### Provided passage
"""

Davidson said that three months ago a vehicle owner started choking her son after he banged on his vehicle. When she tried to explain, he attempted to choke her also. This resulted in the police getting involved.
“Right now I feel alone as a mother, because even this morning an incident occurred — like him head take him and him go lick a child. But the child that him lick that mother have a child like him so she never really say anything to me,” the distraught mother said. “And the older he gets the harder it gets.”
The mother of two said she has sought intervention from the Government time and again, but nothing has come of it.
“Police took him to CDA (Child Development Agency) and they say is best me keep him. And all I was telling them to take him they say why mi want to put mi burden on people. But mi can’t work because of him. They say they not taking anybody pickney and is best mi keep him myself,” she said. “And mi can’t fight nuh body to help me if they don’t want to help me. Because they say is one little home they have and is West Haven (Hanover) and if nobody don’t dead from it, him can’t get in. And it really full up for true because me do my background check myself.”
Davidson said that she has been trying since 2005 to get her son in an institution, but nothing has happened.
“One doctor told me the only way they (Government) take him is if me dead and him don’t have any family to take him,” she said.
“One time I went up to CDA and a lady said that it costs the State $70,000 to take care of one child for the month and Government did not have any money,” she said.
“Sometimes mi frustrated you know, lady, because mi don’t have it to give him. Sometimes mi don’t have anything to give him to eat.”
But she said that begging ensured that he eats before she takes him on the street in the morning, feeds him sometimes on the street and when he gets home. There are even times when he wakes up at night and gets agitated because he wants something to eat.
“Sometime mi all have to send him out a door at night until him calm down,” she said. “But sometimes mi only can afford to feed him one time for the day. Right now mi would need stuff for him and mi cannot buy them. Him need a fan and I cannot buy it. I need a bed for him and I cannot buy it. Him need a chest of drawers to pack up him clothes in and mi cannot buy it. Mi even need a clothes basket and mi can’t buy even that right now,” she said.
Davidson said that turning to relatives for help has not been fruitful as they have made it clear to her that everyone has their own problems to deal with.
She said that it cost approximately $7,000 to deal with basic necessities for the three of them weekly.
Begging on the street sometimes earns her $500, while contributions from friends could push it up to $3,000 per day.
“But I would really like to come off the street because the street is not something that me used to,” Davidson said. “Mi need monetary contribution because I really need to come off the street.”
Davidson said that she would love to rent a shop to start a business selling foodstuff and clothes.
This, she said, would give her better control of her son while she works. Now she has to travel with a change of clothing for her 16-year-old every day as he vomits on himself regularly.
“I have to change his clothes before he goes into a taxi to go home. And some taxis not taking us home because people just segregate themselves from us. (They) say we are different people. You know Jamaicans already. Stigma attached to everything. If it don’t knock on them back door they don’t business.”
She said that despite her frustration, she loves her son.
“I don’t really want to give him up you know, but I don’t really have a choice. I just want to go work because all my life revolves around him. Mi can’t go anywhere without him. If I’m going anywhere I have to carry him so mi just don’t have a life. Is just him. And mi feel like the Government should do more,” she said.
“If they claim that it costs the State $70,000, why they can’t give me half of the $70,000 so I can take care of him? Most people that I know with children like these have money. It look like me a di worse one. Mi nuh have nuh money and mi nuh have nobody. Mi nuh have it easy. Trust me,” the distraught mother said.

"""

### Dataset entries

"""

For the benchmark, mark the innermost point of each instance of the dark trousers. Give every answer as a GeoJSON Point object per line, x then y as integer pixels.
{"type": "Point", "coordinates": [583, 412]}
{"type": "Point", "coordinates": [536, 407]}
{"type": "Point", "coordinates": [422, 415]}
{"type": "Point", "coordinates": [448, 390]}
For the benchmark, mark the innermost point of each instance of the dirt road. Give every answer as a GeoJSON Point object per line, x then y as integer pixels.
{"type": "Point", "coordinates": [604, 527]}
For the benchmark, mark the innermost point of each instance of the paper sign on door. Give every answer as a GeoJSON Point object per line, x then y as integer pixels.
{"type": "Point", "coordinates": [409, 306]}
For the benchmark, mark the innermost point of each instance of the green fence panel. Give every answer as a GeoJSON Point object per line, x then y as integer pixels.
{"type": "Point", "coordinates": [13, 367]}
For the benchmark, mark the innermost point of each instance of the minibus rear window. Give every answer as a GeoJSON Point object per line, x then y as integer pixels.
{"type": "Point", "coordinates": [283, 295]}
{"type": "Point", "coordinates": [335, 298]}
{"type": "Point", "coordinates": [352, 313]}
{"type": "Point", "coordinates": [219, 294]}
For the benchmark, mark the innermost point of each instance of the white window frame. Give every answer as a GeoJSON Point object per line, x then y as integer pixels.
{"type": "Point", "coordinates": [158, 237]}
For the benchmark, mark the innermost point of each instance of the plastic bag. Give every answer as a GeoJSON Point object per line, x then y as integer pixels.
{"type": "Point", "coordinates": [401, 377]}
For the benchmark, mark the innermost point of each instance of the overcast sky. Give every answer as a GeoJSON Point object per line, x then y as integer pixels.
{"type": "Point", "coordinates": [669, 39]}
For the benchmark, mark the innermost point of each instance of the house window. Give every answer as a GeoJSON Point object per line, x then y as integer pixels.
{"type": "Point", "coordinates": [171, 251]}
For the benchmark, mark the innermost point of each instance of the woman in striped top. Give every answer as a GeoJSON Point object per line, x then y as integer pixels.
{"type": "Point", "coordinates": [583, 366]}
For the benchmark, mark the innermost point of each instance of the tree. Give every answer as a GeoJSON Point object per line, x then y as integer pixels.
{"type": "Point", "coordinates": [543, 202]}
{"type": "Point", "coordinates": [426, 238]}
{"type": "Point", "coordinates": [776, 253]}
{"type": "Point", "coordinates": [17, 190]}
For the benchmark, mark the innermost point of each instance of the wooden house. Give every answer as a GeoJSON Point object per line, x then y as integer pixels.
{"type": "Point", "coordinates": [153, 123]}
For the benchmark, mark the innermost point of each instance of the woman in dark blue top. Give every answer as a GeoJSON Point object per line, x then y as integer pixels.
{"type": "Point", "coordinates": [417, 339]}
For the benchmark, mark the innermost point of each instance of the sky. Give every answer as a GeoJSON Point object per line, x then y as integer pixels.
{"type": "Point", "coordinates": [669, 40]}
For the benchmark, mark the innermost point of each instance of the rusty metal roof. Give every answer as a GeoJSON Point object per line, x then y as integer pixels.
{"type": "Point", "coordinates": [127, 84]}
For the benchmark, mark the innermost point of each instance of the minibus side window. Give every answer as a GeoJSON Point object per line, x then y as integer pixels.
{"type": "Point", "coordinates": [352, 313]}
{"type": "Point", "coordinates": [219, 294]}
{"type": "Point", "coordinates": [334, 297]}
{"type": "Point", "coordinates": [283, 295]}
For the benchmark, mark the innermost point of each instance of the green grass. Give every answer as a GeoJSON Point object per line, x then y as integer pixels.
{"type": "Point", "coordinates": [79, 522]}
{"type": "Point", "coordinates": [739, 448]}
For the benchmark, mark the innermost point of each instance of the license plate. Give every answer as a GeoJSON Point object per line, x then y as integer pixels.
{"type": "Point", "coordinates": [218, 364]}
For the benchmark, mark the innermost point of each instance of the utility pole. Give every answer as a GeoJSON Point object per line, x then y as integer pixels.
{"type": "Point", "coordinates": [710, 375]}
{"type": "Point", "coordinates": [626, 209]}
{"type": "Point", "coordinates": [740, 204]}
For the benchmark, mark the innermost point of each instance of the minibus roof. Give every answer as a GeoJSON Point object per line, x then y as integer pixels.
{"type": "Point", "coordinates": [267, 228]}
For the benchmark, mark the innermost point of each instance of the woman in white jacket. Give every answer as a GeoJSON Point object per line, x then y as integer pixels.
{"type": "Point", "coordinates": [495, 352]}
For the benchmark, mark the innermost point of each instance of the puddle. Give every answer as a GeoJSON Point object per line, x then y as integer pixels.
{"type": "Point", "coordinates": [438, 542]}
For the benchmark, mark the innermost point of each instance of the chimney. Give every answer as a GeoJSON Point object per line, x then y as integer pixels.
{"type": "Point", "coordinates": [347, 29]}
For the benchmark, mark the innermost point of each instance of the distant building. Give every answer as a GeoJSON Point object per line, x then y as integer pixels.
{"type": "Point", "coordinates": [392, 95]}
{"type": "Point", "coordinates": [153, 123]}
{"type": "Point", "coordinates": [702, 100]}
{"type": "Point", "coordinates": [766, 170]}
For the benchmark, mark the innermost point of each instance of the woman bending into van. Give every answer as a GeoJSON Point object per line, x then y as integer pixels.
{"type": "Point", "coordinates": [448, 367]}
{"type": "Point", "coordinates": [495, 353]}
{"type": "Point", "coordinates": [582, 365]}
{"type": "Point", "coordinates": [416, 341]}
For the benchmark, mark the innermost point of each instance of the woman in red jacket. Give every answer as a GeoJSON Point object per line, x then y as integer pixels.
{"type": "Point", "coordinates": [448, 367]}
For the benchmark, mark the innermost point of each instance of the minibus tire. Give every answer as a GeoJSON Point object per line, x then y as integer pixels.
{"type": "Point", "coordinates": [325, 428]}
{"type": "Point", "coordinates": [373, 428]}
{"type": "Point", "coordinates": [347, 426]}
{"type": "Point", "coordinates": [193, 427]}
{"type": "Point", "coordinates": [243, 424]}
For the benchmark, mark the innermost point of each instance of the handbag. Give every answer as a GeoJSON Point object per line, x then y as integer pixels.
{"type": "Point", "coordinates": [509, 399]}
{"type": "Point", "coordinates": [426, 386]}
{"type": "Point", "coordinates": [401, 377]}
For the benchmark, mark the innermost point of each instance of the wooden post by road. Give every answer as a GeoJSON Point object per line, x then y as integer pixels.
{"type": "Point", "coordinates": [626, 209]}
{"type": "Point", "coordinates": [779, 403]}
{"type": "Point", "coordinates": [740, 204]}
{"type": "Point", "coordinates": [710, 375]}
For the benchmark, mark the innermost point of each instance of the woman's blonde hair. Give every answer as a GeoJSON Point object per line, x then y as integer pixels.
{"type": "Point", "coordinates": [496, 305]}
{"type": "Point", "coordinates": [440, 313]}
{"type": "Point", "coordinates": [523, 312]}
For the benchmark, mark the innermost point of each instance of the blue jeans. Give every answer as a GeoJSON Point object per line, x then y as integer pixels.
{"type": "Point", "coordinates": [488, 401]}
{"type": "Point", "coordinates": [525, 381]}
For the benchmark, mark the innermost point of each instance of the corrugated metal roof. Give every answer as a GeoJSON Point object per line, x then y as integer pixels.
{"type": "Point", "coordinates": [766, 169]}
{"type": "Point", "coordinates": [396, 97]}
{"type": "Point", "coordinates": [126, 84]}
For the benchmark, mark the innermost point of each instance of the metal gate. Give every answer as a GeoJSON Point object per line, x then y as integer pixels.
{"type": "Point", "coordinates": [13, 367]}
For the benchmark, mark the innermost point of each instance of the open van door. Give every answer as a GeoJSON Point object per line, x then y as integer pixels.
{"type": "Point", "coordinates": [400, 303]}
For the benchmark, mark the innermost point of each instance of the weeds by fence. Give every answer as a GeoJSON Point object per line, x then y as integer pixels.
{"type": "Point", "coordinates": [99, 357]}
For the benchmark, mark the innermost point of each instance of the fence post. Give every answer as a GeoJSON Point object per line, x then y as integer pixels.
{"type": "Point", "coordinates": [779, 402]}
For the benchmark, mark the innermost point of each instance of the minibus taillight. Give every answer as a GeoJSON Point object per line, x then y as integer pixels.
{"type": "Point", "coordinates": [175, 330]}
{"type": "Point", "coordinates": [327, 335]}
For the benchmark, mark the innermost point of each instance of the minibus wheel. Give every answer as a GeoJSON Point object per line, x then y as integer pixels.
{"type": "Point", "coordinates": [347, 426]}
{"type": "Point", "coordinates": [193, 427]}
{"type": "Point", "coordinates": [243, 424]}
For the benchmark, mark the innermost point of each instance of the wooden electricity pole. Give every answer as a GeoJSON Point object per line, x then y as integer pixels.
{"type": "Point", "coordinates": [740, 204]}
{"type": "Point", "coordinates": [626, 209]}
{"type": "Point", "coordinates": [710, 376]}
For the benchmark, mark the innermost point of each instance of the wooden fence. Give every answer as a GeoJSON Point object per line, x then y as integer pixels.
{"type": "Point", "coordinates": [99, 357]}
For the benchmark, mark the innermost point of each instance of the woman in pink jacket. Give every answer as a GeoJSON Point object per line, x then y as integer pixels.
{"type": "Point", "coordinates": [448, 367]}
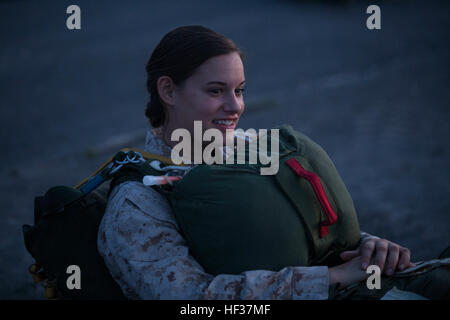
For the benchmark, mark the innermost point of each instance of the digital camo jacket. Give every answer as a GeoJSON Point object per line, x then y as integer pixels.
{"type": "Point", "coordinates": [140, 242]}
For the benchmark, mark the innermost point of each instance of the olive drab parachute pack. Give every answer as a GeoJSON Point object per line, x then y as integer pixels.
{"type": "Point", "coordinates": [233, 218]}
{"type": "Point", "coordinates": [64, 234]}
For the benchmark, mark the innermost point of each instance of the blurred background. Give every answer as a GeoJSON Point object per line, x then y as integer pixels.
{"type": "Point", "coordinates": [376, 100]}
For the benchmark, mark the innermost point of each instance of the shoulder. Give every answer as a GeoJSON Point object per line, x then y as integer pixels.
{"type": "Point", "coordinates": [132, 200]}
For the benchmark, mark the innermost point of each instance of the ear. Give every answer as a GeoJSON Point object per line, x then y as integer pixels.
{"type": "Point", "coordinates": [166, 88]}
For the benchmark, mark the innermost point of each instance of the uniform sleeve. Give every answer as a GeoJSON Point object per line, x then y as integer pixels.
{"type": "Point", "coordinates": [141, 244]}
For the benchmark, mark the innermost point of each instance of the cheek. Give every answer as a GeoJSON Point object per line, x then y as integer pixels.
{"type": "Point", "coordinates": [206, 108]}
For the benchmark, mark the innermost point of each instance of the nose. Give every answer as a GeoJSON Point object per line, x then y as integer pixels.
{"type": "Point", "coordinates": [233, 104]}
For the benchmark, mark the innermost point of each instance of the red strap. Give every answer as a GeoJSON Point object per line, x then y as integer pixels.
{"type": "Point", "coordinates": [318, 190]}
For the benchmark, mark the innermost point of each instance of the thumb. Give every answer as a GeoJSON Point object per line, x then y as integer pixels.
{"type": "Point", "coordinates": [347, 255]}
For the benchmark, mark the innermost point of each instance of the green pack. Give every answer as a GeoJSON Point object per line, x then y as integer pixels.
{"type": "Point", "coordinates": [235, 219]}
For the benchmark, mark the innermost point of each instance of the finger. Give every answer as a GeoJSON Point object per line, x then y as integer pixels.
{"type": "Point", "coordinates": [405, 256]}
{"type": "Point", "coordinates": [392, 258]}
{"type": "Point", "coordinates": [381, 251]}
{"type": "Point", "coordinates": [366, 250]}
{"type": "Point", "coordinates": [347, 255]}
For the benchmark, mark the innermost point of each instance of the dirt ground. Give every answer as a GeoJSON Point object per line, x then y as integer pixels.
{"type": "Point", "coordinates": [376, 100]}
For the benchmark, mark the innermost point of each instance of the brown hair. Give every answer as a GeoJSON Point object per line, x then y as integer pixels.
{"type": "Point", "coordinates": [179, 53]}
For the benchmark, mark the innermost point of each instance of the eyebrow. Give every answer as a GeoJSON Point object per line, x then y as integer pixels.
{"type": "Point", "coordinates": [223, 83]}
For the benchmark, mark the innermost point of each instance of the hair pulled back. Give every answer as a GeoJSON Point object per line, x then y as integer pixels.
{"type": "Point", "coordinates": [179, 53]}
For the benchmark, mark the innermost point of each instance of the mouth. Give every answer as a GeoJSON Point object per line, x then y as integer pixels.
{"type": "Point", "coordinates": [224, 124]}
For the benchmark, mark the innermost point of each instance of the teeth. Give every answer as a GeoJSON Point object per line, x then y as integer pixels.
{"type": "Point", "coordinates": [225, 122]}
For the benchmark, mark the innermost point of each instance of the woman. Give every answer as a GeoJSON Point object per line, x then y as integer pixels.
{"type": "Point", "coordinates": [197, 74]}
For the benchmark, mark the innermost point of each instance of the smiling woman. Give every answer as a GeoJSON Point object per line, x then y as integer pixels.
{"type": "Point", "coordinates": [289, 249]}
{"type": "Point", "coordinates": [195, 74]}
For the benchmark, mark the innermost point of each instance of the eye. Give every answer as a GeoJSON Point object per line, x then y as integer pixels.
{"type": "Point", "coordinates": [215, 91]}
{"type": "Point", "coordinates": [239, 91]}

"""

### What is expected
From the article about Davidson and her son, list every household thing she says she needs but cannot buy.

### Task answer
A fan, a bed, a chest of drawers, and a clothes basket.